■ Task goal
Copy out every line of the material below, and rescale each coordinate in the answers by multiplying it by 1.85 and rounding to a whole number, with halves rounded up. Keep all other wording unchanged, and leave the pictures out of your version.

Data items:

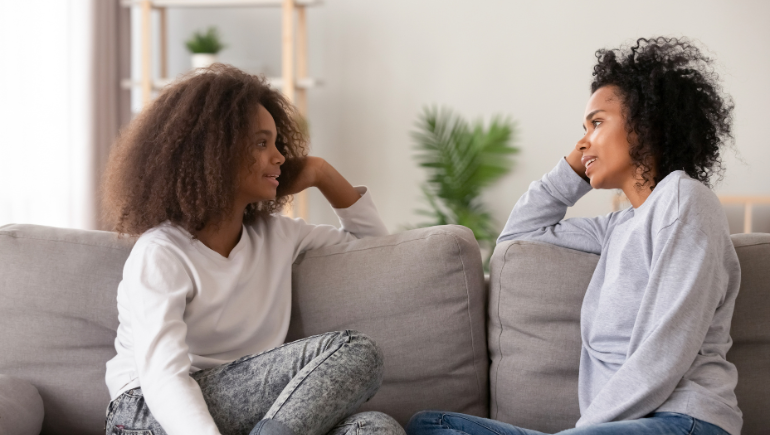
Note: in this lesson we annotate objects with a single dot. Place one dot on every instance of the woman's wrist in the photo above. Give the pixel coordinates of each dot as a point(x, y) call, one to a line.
point(334, 187)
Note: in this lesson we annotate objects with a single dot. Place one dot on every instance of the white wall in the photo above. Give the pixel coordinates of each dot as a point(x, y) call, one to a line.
point(382, 61)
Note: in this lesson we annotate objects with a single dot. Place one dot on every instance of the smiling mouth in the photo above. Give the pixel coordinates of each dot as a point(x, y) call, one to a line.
point(273, 178)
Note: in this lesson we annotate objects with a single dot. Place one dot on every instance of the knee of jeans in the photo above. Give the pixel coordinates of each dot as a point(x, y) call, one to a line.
point(381, 422)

■ Exercise result
Note: in this lesson we annotate objects with a single dot. Place one dot on every instance of the woman's wrist in the photo above. Give the pixel coordinates of each dot as a point(x, y) call, one to a line.
point(618, 346)
Note: in this lesson we annotate objects with a single dot. Place one dot on every instance of the white wall in the photo above. Give the pixel coordinates of each dot as a point(x, y) call, one to a line.
point(707, 113)
Note: in this lesson we annotate objects with a single dot. Place one dot on every instance of the smiling mouth in the photo above. Give the pixel coordinates of each dot as a point(x, y) call, one to a line.
point(505, 329)
Note: in this lesson we annotate objects with a single dot. Place one dot on every instance of the knee of jeans in the photo above. Give the pixel coordinates of each dot as a point(x, y) call, one to a line.
point(705, 781)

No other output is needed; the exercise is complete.